**Task instructions:**
In the items below, identify every line that contains the word "sofa" and copy each of those lines.

***** Input *****

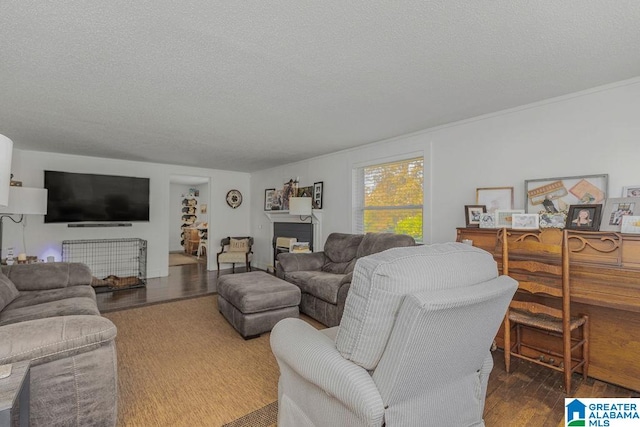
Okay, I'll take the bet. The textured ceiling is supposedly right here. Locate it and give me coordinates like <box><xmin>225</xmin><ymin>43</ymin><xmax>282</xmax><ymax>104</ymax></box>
<box><xmin>0</xmin><ymin>0</ymin><xmax>640</xmax><ymax>172</ymax></box>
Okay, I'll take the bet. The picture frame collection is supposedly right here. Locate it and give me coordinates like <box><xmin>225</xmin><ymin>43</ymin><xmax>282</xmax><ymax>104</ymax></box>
<box><xmin>264</xmin><ymin>179</ymin><xmax>324</xmax><ymax>211</ymax></box>
<box><xmin>465</xmin><ymin>178</ymin><xmax>640</xmax><ymax>234</ymax></box>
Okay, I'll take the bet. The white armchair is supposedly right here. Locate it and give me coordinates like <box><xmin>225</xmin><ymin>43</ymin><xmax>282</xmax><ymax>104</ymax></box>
<box><xmin>271</xmin><ymin>243</ymin><xmax>517</xmax><ymax>427</ymax></box>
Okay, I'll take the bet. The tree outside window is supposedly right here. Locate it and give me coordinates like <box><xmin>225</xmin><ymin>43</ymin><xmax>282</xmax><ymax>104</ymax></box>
<box><xmin>356</xmin><ymin>157</ymin><xmax>424</xmax><ymax>242</ymax></box>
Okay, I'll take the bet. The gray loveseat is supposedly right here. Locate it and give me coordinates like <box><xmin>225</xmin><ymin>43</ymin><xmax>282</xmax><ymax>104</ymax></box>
<box><xmin>276</xmin><ymin>233</ymin><xmax>415</xmax><ymax>327</ymax></box>
<box><xmin>0</xmin><ymin>263</ymin><xmax>117</xmax><ymax>427</ymax></box>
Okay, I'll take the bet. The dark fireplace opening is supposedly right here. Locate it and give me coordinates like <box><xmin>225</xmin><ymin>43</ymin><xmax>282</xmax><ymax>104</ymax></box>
<box><xmin>272</xmin><ymin>222</ymin><xmax>313</xmax><ymax>268</ymax></box>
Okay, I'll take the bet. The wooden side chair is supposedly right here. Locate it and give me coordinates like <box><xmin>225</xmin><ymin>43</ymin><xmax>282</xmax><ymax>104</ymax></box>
<box><xmin>216</xmin><ymin>236</ymin><xmax>253</xmax><ymax>277</ymax></box>
<box><xmin>498</xmin><ymin>229</ymin><xmax>589</xmax><ymax>394</ymax></box>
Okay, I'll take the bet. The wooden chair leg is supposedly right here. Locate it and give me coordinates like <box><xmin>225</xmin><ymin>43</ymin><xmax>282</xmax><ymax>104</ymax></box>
<box><xmin>582</xmin><ymin>316</ymin><xmax>591</xmax><ymax>380</ymax></box>
<box><xmin>503</xmin><ymin>313</ymin><xmax>511</xmax><ymax>373</ymax></box>
<box><xmin>562</xmin><ymin>332</ymin><xmax>573</xmax><ymax>394</ymax></box>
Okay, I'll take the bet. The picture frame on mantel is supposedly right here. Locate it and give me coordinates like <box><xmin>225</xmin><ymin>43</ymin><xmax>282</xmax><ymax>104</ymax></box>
<box><xmin>311</xmin><ymin>181</ymin><xmax>324</xmax><ymax>209</ymax></box>
<box><xmin>264</xmin><ymin>188</ymin><xmax>276</xmax><ymax>211</ymax></box>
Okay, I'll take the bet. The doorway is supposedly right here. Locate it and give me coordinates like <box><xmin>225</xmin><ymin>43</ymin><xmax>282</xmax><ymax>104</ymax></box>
<box><xmin>168</xmin><ymin>175</ymin><xmax>210</xmax><ymax>270</ymax></box>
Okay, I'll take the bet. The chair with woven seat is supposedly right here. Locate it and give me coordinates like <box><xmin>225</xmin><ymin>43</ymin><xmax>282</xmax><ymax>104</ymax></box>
<box><xmin>498</xmin><ymin>229</ymin><xmax>589</xmax><ymax>394</ymax></box>
<box><xmin>216</xmin><ymin>236</ymin><xmax>253</xmax><ymax>276</ymax></box>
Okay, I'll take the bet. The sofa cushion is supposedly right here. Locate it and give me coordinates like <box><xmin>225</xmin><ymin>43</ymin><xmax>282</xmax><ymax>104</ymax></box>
<box><xmin>324</xmin><ymin>233</ymin><xmax>364</xmax><ymax>273</ymax></box>
<box><xmin>336</xmin><ymin>243</ymin><xmax>498</xmax><ymax>370</ymax></box>
<box><xmin>2</xmin><ymin>262</ymin><xmax>93</xmax><ymax>291</ymax></box>
<box><xmin>0</xmin><ymin>297</ymin><xmax>100</xmax><ymax>326</ymax></box>
<box><xmin>7</xmin><ymin>286</ymin><xmax>96</xmax><ymax>310</ymax></box>
<box><xmin>287</xmin><ymin>271</ymin><xmax>345</xmax><ymax>304</ymax></box>
<box><xmin>0</xmin><ymin>272</ymin><xmax>19</xmax><ymax>311</ymax></box>
<box><xmin>356</xmin><ymin>233</ymin><xmax>416</xmax><ymax>258</ymax></box>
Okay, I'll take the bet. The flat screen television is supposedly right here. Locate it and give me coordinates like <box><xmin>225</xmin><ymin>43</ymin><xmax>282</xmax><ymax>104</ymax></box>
<box><xmin>44</xmin><ymin>171</ymin><xmax>149</xmax><ymax>223</ymax></box>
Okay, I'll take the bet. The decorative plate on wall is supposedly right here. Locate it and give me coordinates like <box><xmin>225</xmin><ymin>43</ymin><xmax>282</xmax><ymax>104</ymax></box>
<box><xmin>227</xmin><ymin>190</ymin><xmax>242</xmax><ymax>209</ymax></box>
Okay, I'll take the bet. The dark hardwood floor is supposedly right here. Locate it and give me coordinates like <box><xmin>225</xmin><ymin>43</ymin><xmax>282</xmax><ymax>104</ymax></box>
<box><xmin>97</xmin><ymin>262</ymin><xmax>640</xmax><ymax>427</ymax></box>
<box><xmin>96</xmin><ymin>257</ymin><xmax>245</xmax><ymax>313</ymax></box>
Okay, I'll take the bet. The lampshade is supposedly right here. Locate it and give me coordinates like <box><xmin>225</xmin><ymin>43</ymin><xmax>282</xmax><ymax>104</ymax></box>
<box><xmin>0</xmin><ymin>135</ymin><xmax>13</xmax><ymax>207</ymax></box>
<box><xmin>0</xmin><ymin>187</ymin><xmax>47</xmax><ymax>215</ymax></box>
<box><xmin>289</xmin><ymin>197</ymin><xmax>311</xmax><ymax>216</ymax></box>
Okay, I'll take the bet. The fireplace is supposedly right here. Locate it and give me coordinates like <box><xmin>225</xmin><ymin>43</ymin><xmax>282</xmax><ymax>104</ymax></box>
<box><xmin>264</xmin><ymin>209</ymin><xmax>324</xmax><ymax>269</ymax></box>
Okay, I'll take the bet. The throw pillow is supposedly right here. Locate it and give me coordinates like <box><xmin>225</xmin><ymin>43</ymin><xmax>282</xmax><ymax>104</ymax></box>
<box><xmin>0</xmin><ymin>272</ymin><xmax>20</xmax><ymax>311</ymax></box>
<box><xmin>229</xmin><ymin>238</ymin><xmax>249</xmax><ymax>252</ymax></box>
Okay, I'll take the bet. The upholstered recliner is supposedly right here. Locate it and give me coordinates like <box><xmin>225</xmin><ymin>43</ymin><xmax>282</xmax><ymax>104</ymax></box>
<box><xmin>276</xmin><ymin>233</ymin><xmax>415</xmax><ymax>326</ymax></box>
<box><xmin>271</xmin><ymin>243</ymin><xmax>517</xmax><ymax>427</ymax></box>
<box><xmin>216</xmin><ymin>237</ymin><xmax>253</xmax><ymax>276</ymax></box>
<box><xmin>0</xmin><ymin>262</ymin><xmax>118</xmax><ymax>427</ymax></box>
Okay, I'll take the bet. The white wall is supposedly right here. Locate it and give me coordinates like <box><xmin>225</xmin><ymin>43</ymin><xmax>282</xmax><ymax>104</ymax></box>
<box><xmin>2</xmin><ymin>150</ymin><xmax>251</xmax><ymax>277</ymax></box>
<box><xmin>251</xmin><ymin>78</ymin><xmax>640</xmax><ymax>266</ymax></box>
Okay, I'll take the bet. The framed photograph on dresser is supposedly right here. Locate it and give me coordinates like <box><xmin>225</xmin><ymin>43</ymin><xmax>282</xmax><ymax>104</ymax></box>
<box><xmin>566</xmin><ymin>204</ymin><xmax>602</xmax><ymax>231</ymax></box>
<box><xmin>600</xmin><ymin>197</ymin><xmax>640</xmax><ymax>231</ymax></box>
<box><xmin>464</xmin><ymin>205</ymin><xmax>487</xmax><ymax>227</ymax></box>
<box><xmin>496</xmin><ymin>209</ymin><xmax>524</xmax><ymax>228</ymax></box>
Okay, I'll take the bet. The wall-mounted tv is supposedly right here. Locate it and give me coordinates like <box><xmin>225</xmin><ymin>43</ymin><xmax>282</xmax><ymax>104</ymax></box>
<box><xmin>44</xmin><ymin>171</ymin><xmax>149</xmax><ymax>223</ymax></box>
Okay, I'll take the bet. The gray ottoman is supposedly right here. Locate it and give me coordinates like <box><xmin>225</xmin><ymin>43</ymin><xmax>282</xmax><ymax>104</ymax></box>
<box><xmin>217</xmin><ymin>271</ymin><xmax>300</xmax><ymax>339</ymax></box>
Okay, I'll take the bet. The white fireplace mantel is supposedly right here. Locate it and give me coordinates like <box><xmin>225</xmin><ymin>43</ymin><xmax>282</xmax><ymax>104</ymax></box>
<box><xmin>264</xmin><ymin>209</ymin><xmax>324</xmax><ymax>252</ymax></box>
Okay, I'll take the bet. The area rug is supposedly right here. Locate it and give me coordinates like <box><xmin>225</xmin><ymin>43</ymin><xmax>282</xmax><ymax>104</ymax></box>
<box><xmin>104</xmin><ymin>295</ymin><xmax>279</xmax><ymax>427</ymax></box>
<box><xmin>169</xmin><ymin>253</ymin><xmax>198</xmax><ymax>267</ymax></box>
<box><xmin>222</xmin><ymin>401</ymin><xmax>278</xmax><ymax>427</ymax></box>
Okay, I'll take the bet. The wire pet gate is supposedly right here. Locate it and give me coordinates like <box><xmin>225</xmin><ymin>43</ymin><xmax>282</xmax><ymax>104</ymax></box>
<box><xmin>62</xmin><ymin>239</ymin><xmax>147</xmax><ymax>292</ymax></box>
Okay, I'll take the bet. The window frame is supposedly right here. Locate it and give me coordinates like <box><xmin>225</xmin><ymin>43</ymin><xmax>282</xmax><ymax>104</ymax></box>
<box><xmin>351</xmin><ymin>152</ymin><xmax>426</xmax><ymax>243</ymax></box>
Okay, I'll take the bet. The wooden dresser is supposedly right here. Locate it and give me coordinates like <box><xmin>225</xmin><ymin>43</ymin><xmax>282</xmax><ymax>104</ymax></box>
<box><xmin>456</xmin><ymin>228</ymin><xmax>640</xmax><ymax>391</ymax></box>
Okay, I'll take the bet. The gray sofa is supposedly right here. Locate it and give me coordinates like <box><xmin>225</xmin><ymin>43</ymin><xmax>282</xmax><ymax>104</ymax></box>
<box><xmin>0</xmin><ymin>263</ymin><xmax>117</xmax><ymax>426</ymax></box>
<box><xmin>276</xmin><ymin>233</ymin><xmax>415</xmax><ymax>327</ymax></box>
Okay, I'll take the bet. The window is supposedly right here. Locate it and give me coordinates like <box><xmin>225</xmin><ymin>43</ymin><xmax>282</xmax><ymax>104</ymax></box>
<box><xmin>353</xmin><ymin>157</ymin><xmax>424</xmax><ymax>242</ymax></box>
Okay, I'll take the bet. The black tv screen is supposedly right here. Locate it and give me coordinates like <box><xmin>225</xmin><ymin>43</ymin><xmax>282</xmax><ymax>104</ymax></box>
<box><xmin>44</xmin><ymin>171</ymin><xmax>149</xmax><ymax>223</ymax></box>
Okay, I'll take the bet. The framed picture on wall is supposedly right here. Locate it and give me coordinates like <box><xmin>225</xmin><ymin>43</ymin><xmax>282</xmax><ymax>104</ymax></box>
<box><xmin>476</xmin><ymin>187</ymin><xmax>513</xmax><ymax>214</ymax></box>
<box><xmin>622</xmin><ymin>185</ymin><xmax>640</xmax><ymax>197</ymax></box>
<box><xmin>264</xmin><ymin>188</ymin><xmax>276</xmax><ymax>211</ymax></box>
<box><xmin>312</xmin><ymin>181</ymin><xmax>324</xmax><ymax>209</ymax></box>
<box><xmin>524</xmin><ymin>174</ymin><xmax>609</xmax><ymax>213</ymax></box>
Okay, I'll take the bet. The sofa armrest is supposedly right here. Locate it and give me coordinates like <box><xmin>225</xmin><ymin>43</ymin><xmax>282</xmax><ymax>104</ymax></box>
<box><xmin>278</xmin><ymin>252</ymin><xmax>325</xmax><ymax>278</ymax></box>
<box><xmin>270</xmin><ymin>318</ymin><xmax>384</xmax><ymax>425</ymax></box>
<box><xmin>0</xmin><ymin>315</ymin><xmax>117</xmax><ymax>365</ymax></box>
<box><xmin>2</xmin><ymin>262</ymin><xmax>93</xmax><ymax>291</ymax></box>
<box><xmin>340</xmin><ymin>271</ymin><xmax>353</xmax><ymax>285</ymax></box>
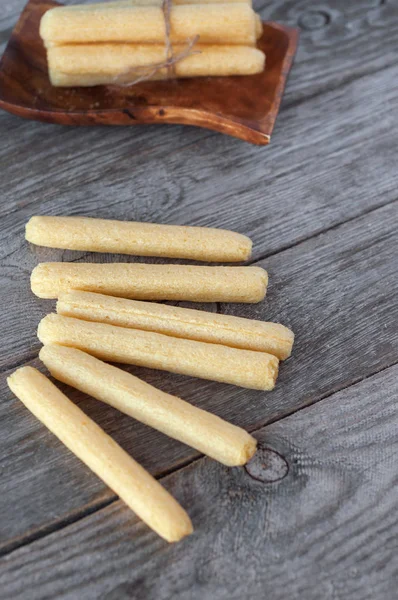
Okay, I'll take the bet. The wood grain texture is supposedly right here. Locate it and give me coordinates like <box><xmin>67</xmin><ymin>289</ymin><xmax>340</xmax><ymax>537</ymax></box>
<box><xmin>0</xmin><ymin>0</ymin><xmax>398</xmax><ymax>600</ymax></box>
<box><xmin>0</xmin><ymin>59</ymin><xmax>398</xmax><ymax>369</ymax></box>
<box><xmin>0</xmin><ymin>204</ymin><xmax>398</xmax><ymax>551</ymax></box>
<box><xmin>0</xmin><ymin>0</ymin><xmax>298</xmax><ymax>145</ymax></box>
<box><xmin>0</xmin><ymin>367</ymin><xmax>398</xmax><ymax>600</ymax></box>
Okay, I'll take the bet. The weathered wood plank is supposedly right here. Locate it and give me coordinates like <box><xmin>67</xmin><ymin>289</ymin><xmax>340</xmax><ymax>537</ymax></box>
<box><xmin>0</xmin><ymin>67</ymin><xmax>398</xmax><ymax>369</ymax></box>
<box><xmin>260</xmin><ymin>0</ymin><xmax>398</xmax><ymax>106</ymax></box>
<box><xmin>0</xmin><ymin>0</ymin><xmax>398</xmax><ymax>103</ymax></box>
<box><xmin>0</xmin><ymin>204</ymin><xmax>398</xmax><ymax>550</ymax></box>
<box><xmin>0</xmin><ymin>366</ymin><xmax>398</xmax><ymax>600</ymax></box>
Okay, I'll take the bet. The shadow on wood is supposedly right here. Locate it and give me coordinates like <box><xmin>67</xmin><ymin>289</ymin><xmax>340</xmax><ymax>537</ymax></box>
<box><xmin>0</xmin><ymin>0</ymin><xmax>298</xmax><ymax>144</ymax></box>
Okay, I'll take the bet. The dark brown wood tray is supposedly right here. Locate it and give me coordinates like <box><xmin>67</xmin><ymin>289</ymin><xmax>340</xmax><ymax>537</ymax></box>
<box><xmin>0</xmin><ymin>0</ymin><xmax>298</xmax><ymax>144</ymax></box>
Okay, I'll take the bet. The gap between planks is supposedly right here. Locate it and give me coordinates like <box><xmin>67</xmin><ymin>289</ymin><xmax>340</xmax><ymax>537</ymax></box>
<box><xmin>0</xmin><ymin>362</ymin><xmax>398</xmax><ymax>558</ymax></box>
<box><xmin>0</xmin><ymin>198</ymin><xmax>398</xmax><ymax>378</ymax></box>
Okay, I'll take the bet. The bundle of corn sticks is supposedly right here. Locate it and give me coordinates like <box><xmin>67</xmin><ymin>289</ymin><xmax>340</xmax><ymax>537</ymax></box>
<box><xmin>8</xmin><ymin>217</ymin><xmax>294</xmax><ymax>542</ymax></box>
<box><xmin>40</xmin><ymin>0</ymin><xmax>265</xmax><ymax>87</ymax></box>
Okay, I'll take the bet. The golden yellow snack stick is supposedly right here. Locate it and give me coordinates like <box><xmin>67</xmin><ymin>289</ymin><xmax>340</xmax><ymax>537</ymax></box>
<box><xmin>57</xmin><ymin>290</ymin><xmax>294</xmax><ymax>360</ymax></box>
<box><xmin>37</xmin><ymin>314</ymin><xmax>279</xmax><ymax>390</ymax></box>
<box><xmin>40</xmin><ymin>3</ymin><xmax>256</xmax><ymax>46</ymax></box>
<box><xmin>7</xmin><ymin>367</ymin><xmax>192</xmax><ymax>542</ymax></box>
<box><xmin>40</xmin><ymin>346</ymin><xmax>257</xmax><ymax>467</ymax></box>
<box><xmin>47</xmin><ymin>44</ymin><xmax>265</xmax><ymax>86</ymax></box>
<box><xmin>26</xmin><ymin>216</ymin><xmax>252</xmax><ymax>262</ymax></box>
<box><xmin>31</xmin><ymin>263</ymin><xmax>268</xmax><ymax>303</ymax></box>
<box><xmin>65</xmin><ymin>0</ymin><xmax>253</xmax><ymax>10</ymax></box>
<box><xmin>255</xmin><ymin>13</ymin><xmax>264</xmax><ymax>40</ymax></box>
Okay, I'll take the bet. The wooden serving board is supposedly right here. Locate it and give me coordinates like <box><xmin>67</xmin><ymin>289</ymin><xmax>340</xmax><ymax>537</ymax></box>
<box><xmin>0</xmin><ymin>0</ymin><xmax>298</xmax><ymax>144</ymax></box>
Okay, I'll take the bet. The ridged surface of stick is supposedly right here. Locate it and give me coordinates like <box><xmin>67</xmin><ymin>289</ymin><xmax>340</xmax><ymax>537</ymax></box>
<box><xmin>40</xmin><ymin>346</ymin><xmax>256</xmax><ymax>467</ymax></box>
<box><xmin>57</xmin><ymin>291</ymin><xmax>294</xmax><ymax>360</ymax></box>
<box><xmin>31</xmin><ymin>263</ymin><xmax>268</xmax><ymax>303</ymax></box>
<box><xmin>38</xmin><ymin>314</ymin><xmax>279</xmax><ymax>390</ymax></box>
<box><xmin>7</xmin><ymin>367</ymin><xmax>192</xmax><ymax>542</ymax></box>
<box><xmin>40</xmin><ymin>3</ymin><xmax>257</xmax><ymax>46</ymax></box>
<box><xmin>26</xmin><ymin>216</ymin><xmax>252</xmax><ymax>262</ymax></box>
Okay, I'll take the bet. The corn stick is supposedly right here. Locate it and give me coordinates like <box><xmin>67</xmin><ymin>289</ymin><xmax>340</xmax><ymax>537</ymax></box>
<box><xmin>40</xmin><ymin>3</ymin><xmax>256</xmax><ymax>46</ymax></box>
<box><xmin>26</xmin><ymin>217</ymin><xmax>252</xmax><ymax>262</ymax></box>
<box><xmin>40</xmin><ymin>346</ymin><xmax>257</xmax><ymax>467</ymax></box>
<box><xmin>68</xmin><ymin>0</ymin><xmax>253</xmax><ymax>10</ymax></box>
<box><xmin>31</xmin><ymin>263</ymin><xmax>268</xmax><ymax>303</ymax></box>
<box><xmin>47</xmin><ymin>44</ymin><xmax>265</xmax><ymax>85</ymax></box>
<box><xmin>57</xmin><ymin>290</ymin><xmax>294</xmax><ymax>360</ymax></box>
<box><xmin>255</xmin><ymin>13</ymin><xmax>264</xmax><ymax>40</ymax></box>
<box><xmin>7</xmin><ymin>367</ymin><xmax>192</xmax><ymax>542</ymax></box>
<box><xmin>38</xmin><ymin>314</ymin><xmax>279</xmax><ymax>390</ymax></box>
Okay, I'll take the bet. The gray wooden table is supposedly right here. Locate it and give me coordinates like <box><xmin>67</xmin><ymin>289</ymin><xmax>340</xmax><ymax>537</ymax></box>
<box><xmin>0</xmin><ymin>0</ymin><xmax>398</xmax><ymax>600</ymax></box>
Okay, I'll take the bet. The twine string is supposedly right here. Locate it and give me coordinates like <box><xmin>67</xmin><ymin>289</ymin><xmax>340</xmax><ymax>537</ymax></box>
<box><xmin>114</xmin><ymin>0</ymin><xmax>200</xmax><ymax>87</ymax></box>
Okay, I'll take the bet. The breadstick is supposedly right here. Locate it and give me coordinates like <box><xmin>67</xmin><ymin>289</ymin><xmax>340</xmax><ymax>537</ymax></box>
<box><xmin>31</xmin><ymin>263</ymin><xmax>268</xmax><ymax>303</ymax></box>
<box><xmin>59</xmin><ymin>0</ymin><xmax>253</xmax><ymax>10</ymax></box>
<box><xmin>40</xmin><ymin>346</ymin><xmax>257</xmax><ymax>467</ymax></box>
<box><xmin>26</xmin><ymin>216</ymin><xmax>252</xmax><ymax>262</ymax></box>
<box><xmin>57</xmin><ymin>290</ymin><xmax>294</xmax><ymax>360</ymax></box>
<box><xmin>47</xmin><ymin>43</ymin><xmax>265</xmax><ymax>87</ymax></box>
<box><xmin>7</xmin><ymin>367</ymin><xmax>192</xmax><ymax>542</ymax></box>
<box><xmin>40</xmin><ymin>3</ymin><xmax>256</xmax><ymax>46</ymax></box>
<box><xmin>38</xmin><ymin>314</ymin><xmax>279</xmax><ymax>390</ymax></box>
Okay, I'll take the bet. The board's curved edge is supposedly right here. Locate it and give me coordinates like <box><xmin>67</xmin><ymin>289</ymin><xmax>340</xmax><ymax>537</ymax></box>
<box><xmin>0</xmin><ymin>0</ymin><xmax>299</xmax><ymax>145</ymax></box>
<box><xmin>0</xmin><ymin>99</ymin><xmax>271</xmax><ymax>145</ymax></box>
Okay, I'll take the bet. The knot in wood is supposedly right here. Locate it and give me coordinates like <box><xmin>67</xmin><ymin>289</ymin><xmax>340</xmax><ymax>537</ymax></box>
<box><xmin>299</xmin><ymin>10</ymin><xmax>330</xmax><ymax>31</ymax></box>
<box><xmin>245</xmin><ymin>447</ymin><xmax>289</xmax><ymax>483</ymax></box>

*****

**Solution for this exercise:**
Okay, I'll take the bet. The sofa cushion is supposedly right here. Locate it and give me coordinates like <box><xmin>225</xmin><ymin>43</ymin><xmax>282</xmax><ymax>104</ymax></box>
Okay, I'll take the bet. The gray sofa is supposedly right here. Locate it and give me coordinates like <box><xmin>225</xmin><ymin>43</ymin><xmax>282</xmax><ymax>104</ymax></box>
Okay, I'll take the bet. The sofa armrest is supposedly right here. Locate it and give me coordinates like <box><xmin>225</xmin><ymin>43</ymin><xmax>282</xmax><ymax>104</ymax></box>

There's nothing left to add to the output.